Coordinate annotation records
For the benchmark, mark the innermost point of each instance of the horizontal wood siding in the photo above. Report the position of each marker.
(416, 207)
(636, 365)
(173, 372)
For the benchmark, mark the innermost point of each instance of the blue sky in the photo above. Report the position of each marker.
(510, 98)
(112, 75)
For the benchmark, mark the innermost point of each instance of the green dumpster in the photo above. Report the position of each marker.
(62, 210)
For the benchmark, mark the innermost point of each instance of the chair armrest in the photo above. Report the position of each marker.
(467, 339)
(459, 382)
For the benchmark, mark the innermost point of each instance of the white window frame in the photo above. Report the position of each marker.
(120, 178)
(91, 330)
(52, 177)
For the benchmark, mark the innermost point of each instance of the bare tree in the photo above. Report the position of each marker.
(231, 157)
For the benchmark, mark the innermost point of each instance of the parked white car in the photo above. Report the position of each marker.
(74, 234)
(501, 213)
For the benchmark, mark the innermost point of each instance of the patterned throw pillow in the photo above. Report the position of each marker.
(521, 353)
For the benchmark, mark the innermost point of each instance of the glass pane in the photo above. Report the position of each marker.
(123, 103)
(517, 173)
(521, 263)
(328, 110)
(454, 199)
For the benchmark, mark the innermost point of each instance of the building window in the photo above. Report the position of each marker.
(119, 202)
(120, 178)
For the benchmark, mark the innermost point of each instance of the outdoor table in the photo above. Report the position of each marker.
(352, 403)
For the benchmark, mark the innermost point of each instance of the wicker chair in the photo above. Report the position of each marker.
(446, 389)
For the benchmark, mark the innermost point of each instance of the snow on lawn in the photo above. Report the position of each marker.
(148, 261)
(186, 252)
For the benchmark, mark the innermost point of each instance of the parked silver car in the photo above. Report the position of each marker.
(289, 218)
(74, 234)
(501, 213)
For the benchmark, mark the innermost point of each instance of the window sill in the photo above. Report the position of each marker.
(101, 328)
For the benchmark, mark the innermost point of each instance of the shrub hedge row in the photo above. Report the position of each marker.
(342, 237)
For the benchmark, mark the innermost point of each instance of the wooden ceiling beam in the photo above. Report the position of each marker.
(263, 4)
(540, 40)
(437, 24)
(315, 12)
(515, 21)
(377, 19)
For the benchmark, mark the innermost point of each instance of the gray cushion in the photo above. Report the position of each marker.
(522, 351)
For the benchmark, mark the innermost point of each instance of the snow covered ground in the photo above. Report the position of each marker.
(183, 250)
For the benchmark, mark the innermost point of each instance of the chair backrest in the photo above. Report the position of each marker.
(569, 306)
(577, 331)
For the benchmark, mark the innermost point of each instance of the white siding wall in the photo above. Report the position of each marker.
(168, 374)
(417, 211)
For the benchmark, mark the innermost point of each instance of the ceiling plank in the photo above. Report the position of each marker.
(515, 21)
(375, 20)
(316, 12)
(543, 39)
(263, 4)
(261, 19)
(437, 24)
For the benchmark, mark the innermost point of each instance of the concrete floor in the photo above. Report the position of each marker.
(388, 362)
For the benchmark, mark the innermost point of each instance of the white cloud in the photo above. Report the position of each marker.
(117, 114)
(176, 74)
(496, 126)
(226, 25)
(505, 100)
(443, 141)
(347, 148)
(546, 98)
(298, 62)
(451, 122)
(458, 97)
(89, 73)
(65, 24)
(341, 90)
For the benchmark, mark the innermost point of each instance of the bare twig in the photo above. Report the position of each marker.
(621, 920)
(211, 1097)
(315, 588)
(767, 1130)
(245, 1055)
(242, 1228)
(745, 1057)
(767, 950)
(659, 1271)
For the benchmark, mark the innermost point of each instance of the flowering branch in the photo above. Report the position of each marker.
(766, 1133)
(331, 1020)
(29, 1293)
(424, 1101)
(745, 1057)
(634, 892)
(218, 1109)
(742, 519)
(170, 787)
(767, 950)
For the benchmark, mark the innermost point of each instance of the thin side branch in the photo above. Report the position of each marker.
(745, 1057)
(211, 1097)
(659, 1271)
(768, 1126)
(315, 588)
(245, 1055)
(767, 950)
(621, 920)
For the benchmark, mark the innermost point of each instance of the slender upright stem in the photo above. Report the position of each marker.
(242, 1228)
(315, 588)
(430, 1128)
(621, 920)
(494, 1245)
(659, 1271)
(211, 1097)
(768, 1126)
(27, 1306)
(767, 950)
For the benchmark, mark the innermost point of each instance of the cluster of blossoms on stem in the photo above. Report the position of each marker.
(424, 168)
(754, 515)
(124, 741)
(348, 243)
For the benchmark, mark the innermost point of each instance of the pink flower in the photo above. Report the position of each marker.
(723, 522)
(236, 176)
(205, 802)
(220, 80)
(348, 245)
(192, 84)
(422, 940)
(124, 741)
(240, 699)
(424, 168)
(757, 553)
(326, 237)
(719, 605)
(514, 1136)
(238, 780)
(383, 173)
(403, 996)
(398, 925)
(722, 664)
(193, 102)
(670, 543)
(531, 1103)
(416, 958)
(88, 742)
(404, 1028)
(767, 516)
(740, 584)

__Work to be completed__
Every entry needs to be retyped exactly.

__Task response__
For the benchmark, mark the innermost point of each instance of the horizontal wood siding in the photo above. Report the position of each marker.
(416, 207)
(636, 365)
(173, 372)
For the benchmark, mark the innermost point of each instance of the blue sky in the photo above. Report the position of each marker.
(510, 98)
(112, 75)
For the benchmark, mark the innermost point of each instance of the green dumpster in the photo above. Report the position of each marker.
(62, 210)
For the benchmark, mark the innermost point of each instance of the chair armrest in the photo above. Report the position of each marker.
(467, 339)
(459, 382)
For the benchmark, mark the innermost point of each instance of the white window frame in the photo above. Report the position of each marker.
(120, 178)
(91, 330)
(52, 177)
For the benchmark, mark the innermost point of each instance of the bare tree in the photo above. Report the position of each marker.
(231, 157)
For the benchmark, mark the innermost point of each instance of the parked white car in the photo above. Report the position of each marker.
(74, 234)
(501, 213)
For the benchmark, mark the innermost point of each instance of the patterned throw pillow in the photo above. Report the position of each marker.
(521, 353)
For the benchmark, mark the innermost point of each instance of the glass pane in the photo above. Report the position of each marker.
(123, 103)
(517, 173)
(521, 263)
(328, 110)
(454, 199)
For the benchmark, mark the innermost point of each instance of the building window in the photo above. Report the position of each marker.
(119, 202)
(120, 178)
For the benchmark, mark the innermost point of each instance of the outdoor table in the photo above. Report the position of each marker.
(352, 403)
For the benchmark, mark the innermost point of each instance of the wicker chair in the photo above. Report the position of each marker.
(446, 389)
For the benchmark, mark the innermost point of each instance of the snow on lawn in the photo above. Report the position of each marker.
(148, 261)
(186, 252)
For the benchmark, mark the innermost point of each instance of the parked silver car in the photo above. Report the position of each marker.
(289, 218)
(74, 234)
(501, 213)
For the benchmark, mark the innermost point of each instance of the window sill in the photo above. Report the position of each marker.
(101, 328)
For the benchmark, mark the innermost point of each instance of the shrub hedge row in the photo above. Report the position of each marker.
(342, 237)
For the benchmark, mark the innermost point of each instance of the wooden ceiling beam in the photo above. Report the position of each marker.
(263, 4)
(540, 40)
(437, 24)
(315, 12)
(515, 21)
(377, 19)
For the benchmark, mark the innermost point of each instance of the gray cushion in the photo above. Report the position of each marker.
(522, 351)
For the benchmark, mark the innermost point of each instance of the snow covered ground in the photo above. Report the position of each marker.
(183, 250)
For the benchmark, mark the innermost point of each instance of the chair backrest in the photo above. Report the position of each marker.
(569, 306)
(577, 331)
For the benchmark, mark the innermost point of each instance of the white siding wall in the photo above. Report the position of each marker.
(168, 374)
(417, 211)
For the benchmark, mark the innermost point of each instance of the ceiling plank in the photo above. Report the position of each marker.
(515, 21)
(375, 20)
(316, 12)
(543, 39)
(263, 4)
(261, 19)
(437, 24)
For the benchmark, mark the innermost point of each instance of the concrete floor in the photo above. Report the position of each marker.
(388, 362)
For the benchmark, mark the innermost point of each instance of the white cloud in the photo above. Report the position of each marker.
(117, 114)
(176, 74)
(496, 126)
(226, 25)
(505, 100)
(443, 141)
(347, 148)
(546, 98)
(298, 62)
(451, 122)
(458, 97)
(89, 73)
(65, 24)
(341, 90)
For the benchmark, mark the innermost point of each instance of the bare twig in the photo above. Report the position of each marker.
(621, 920)
(211, 1097)
(315, 588)
(767, 1130)
(245, 1055)
(242, 1228)
(745, 1057)
(767, 950)
(659, 1271)
For the benchmark, mark the innermost point of each instance of the flowering branch in the photo above. Report the position of each marker.
(766, 1133)
(331, 1020)
(29, 1293)
(424, 1101)
(745, 1057)
(634, 892)
(218, 1109)
(742, 519)
(170, 787)
(767, 950)
For the benchmark, mark the innermost point of each instance of the thin side branch in the photo above. Report the position of each marker.
(745, 1057)
(211, 1097)
(659, 1271)
(768, 1126)
(315, 588)
(245, 1055)
(767, 950)
(621, 920)
For the benchmark, mark the innermost point of each instance of the slender upright stem in the photo above. Report the position of each marker.
(242, 1228)
(315, 588)
(430, 1128)
(621, 920)
(494, 1245)
(659, 1271)
(211, 1097)
(768, 1126)
(27, 1306)
(767, 950)
For the benchmark, mark the innermost point of each instance of the cluster of blossoms on stem in the photo above. Report the position of each marker.
(424, 168)
(754, 515)
(124, 741)
(348, 243)
For the benchmark, mark the innermost point of each instance of the pink flower in the photo above. Report the position of each marker.
(723, 522)
(236, 176)
(205, 802)
(220, 80)
(348, 245)
(192, 84)
(422, 940)
(124, 741)
(240, 699)
(424, 168)
(757, 553)
(326, 237)
(719, 605)
(514, 1136)
(238, 780)
(383, 173)
(403, 996)
(398, 925)
(722, 664)
(193, 102)
(670, 543)
(531, 1103)
(416, 958)
(88, 742)
(404, 1028)
(767, 516)
(740, 584)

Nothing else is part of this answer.